Aim a:
In the treadmill discussion, what incline did one of the earlier threads suggest to make up for the missing wind resistance?

________________________

The upshot of all of this is that for a runner on a treadmill, blasting them with a whole-body wind that matches the tread belt speed might be expected to increase their power requirement by 8%.
The impetus for me to ask is because I am thinking of setting up a fan by my treadmill. The main purpose will be to increase comfort. But then I got to thinking about the various effects as a physics puzzle.
Combining my reading of the earlier threads (linked in my OP) and your responses, my thinking quickly evolved along these lines:
Put the fan to the side, to avoid undesired headwinds.
Wait, is that even a real concern? How does this all work?
OK, yes, a front fan will create a headwind…
…but the impact will be minor since it’s most certainly not an industrial fan (i.e., mild wind and not hitting the entire body).
Hey, maybe this artificial headwind will be a Good Thing Actually™, since it will kinda sorta replace the “self-induced headwind” (i.e., wind resistance) created when running through a volume of air.
One of the previous threads mentioned setting one’s treadmill on a 1% incline to help compensate for missing wind resistance. (Of course, someone else produced a cite that said this is bunk… but then this is running, where there seems to be a million different opinions on every little thing.)
Anyway… I think I’ll try a combo of fan-in-front + 1% incline and see how I like that.
It is very rare that I use a treadmill but I do have a trainer bike setup in my bedroom that I use frequently and I can’t stand doing exercise without a fan. If I were you I’d definitely go with a fan. I’d hazard a guess that any performance lost by running into a small headwind would be well and truly offset by having your body at a good temperature.

________________________

Aim b:
Retype the records from the line with "Place one point on each instance of the open" through the end of the records, including both of those lines.

[Point annotation records]
________________________

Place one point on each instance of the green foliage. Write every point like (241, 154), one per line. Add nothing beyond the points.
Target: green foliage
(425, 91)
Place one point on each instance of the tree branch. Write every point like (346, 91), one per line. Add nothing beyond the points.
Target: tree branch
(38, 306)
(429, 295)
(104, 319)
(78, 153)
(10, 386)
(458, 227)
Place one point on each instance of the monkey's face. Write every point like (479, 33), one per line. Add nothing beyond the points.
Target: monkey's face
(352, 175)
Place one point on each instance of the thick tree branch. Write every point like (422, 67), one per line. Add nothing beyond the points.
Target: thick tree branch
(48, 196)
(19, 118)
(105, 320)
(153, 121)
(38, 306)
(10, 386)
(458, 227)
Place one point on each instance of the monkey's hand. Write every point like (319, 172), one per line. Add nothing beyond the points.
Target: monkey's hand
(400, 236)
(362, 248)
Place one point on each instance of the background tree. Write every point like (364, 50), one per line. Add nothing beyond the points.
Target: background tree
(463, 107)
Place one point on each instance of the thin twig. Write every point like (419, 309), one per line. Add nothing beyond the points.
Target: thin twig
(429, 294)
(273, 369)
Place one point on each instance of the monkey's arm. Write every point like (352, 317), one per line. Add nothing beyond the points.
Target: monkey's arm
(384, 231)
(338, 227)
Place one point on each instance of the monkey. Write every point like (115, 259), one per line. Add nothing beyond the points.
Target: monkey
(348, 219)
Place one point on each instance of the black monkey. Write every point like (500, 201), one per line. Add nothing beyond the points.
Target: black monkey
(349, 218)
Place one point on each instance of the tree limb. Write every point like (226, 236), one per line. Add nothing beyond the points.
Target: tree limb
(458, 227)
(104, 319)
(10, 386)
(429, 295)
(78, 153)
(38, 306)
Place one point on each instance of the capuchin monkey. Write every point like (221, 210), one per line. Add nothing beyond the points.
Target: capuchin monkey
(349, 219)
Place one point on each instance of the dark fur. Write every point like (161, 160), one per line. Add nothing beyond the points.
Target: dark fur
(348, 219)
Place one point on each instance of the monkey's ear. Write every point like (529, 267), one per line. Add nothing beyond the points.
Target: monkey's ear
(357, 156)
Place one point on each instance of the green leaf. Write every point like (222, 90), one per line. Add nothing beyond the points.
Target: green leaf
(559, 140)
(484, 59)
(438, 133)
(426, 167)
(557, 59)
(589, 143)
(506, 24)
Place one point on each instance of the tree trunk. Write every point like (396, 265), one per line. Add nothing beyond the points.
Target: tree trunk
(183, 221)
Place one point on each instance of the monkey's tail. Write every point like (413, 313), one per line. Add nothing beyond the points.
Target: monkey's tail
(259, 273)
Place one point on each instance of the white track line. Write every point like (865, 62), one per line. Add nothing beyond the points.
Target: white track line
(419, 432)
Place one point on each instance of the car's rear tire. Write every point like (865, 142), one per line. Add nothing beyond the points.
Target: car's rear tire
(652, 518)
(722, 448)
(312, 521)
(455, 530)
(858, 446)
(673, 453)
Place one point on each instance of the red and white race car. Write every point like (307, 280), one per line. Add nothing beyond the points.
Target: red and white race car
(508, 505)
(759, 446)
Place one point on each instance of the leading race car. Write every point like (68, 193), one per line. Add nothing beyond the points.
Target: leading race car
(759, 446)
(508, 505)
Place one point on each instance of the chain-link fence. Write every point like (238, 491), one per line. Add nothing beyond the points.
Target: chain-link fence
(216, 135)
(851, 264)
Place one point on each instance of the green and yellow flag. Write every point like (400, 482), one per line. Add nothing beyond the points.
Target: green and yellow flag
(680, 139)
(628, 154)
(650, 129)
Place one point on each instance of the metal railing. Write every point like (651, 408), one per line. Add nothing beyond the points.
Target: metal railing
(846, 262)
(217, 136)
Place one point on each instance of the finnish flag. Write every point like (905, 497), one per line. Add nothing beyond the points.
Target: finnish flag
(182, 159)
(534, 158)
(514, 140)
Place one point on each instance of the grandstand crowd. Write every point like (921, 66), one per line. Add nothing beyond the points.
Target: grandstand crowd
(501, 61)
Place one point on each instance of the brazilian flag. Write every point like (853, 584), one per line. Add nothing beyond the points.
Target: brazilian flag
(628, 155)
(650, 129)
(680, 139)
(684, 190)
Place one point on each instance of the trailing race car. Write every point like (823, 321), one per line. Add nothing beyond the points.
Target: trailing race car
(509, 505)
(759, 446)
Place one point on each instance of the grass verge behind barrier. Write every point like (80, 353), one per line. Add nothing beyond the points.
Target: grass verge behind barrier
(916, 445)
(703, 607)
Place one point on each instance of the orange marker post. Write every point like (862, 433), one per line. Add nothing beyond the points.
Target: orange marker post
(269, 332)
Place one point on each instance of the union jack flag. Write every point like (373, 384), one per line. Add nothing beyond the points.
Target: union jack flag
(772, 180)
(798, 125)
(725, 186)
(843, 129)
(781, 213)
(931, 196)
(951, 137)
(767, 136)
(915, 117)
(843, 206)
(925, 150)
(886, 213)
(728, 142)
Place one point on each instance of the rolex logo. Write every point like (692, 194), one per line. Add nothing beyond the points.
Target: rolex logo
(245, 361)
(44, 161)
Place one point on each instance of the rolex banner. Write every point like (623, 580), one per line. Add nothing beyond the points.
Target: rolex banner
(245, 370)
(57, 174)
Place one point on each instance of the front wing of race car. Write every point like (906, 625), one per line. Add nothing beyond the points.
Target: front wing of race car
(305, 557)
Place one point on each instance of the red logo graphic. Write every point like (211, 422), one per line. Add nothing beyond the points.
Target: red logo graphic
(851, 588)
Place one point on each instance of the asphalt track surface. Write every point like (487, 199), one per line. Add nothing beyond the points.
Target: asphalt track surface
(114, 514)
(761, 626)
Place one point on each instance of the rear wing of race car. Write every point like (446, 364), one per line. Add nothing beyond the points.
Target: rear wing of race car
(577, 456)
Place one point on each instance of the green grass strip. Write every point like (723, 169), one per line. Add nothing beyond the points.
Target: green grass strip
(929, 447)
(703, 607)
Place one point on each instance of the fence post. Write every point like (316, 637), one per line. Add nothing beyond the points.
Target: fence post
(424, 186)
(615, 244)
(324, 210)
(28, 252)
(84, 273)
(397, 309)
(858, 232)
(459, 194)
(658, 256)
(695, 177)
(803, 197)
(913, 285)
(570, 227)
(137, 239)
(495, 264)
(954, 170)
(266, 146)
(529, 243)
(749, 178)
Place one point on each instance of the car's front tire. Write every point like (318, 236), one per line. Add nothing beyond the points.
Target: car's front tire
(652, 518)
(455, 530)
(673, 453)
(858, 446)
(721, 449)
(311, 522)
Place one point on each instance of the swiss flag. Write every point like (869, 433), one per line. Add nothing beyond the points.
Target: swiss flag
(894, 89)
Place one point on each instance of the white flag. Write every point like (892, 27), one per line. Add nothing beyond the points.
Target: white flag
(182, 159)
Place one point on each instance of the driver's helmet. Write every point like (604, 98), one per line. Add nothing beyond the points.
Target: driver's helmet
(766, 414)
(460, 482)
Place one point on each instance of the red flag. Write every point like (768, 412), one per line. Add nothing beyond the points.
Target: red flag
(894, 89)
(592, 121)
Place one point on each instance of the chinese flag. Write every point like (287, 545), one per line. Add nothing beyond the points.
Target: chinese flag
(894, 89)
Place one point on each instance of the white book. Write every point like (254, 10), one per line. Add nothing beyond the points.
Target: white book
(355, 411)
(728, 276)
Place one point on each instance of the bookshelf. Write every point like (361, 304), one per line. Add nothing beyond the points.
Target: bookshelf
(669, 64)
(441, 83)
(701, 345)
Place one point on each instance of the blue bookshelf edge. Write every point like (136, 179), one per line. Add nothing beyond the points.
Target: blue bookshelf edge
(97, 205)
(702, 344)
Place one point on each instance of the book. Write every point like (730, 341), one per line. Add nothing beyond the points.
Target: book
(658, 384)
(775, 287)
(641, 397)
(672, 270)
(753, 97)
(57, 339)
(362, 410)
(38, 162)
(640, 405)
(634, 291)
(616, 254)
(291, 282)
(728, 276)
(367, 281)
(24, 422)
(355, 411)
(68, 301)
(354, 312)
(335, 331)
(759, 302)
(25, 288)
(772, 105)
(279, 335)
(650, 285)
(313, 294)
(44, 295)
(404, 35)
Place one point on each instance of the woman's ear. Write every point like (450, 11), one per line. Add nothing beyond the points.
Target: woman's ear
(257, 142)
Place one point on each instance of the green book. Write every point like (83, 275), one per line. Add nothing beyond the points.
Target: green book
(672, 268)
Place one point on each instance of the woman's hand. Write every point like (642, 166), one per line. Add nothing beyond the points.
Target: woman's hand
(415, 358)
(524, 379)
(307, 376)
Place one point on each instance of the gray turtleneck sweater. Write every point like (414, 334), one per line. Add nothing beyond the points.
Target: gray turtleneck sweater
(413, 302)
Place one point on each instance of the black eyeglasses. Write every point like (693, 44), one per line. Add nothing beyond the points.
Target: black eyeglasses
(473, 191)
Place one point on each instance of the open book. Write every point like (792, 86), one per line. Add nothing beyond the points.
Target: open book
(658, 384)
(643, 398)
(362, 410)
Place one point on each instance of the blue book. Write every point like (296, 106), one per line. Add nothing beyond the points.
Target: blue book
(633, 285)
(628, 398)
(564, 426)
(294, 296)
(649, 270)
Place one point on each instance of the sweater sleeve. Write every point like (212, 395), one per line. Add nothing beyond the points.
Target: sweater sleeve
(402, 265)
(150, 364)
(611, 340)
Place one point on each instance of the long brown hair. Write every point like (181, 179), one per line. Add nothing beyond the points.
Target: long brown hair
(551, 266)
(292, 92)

________________________

Expected answer a:
A 1% incline.

Expected answer b:
Place one point on each instance of the open book. Write every point like (792, 86), one per line. Add nothing beyond the points.
Target: open book
(658, 384)
(643, 398)
(362, 410)
Place one point on each instance of the blue book. Write every point like (296, 106), one per line. Add nothing beyond the points.
Target: blue book
(633, 285)
(628, 398)
(564, 426)
(294, 296)
(649, 270)
Place one point on each instance of the sweater sleeve. Write every point like (212, 395), one per line. Add nothing beyond the points.
Target: sweater sleeve
(402, 265)
(150, 364)
(611, 340)
Place one point on each instance of the long brown hair. Write every point like (181, 179), one per line. Add nothing beyond the points.
Target: long brown hair
(551, 266)
(292, 92)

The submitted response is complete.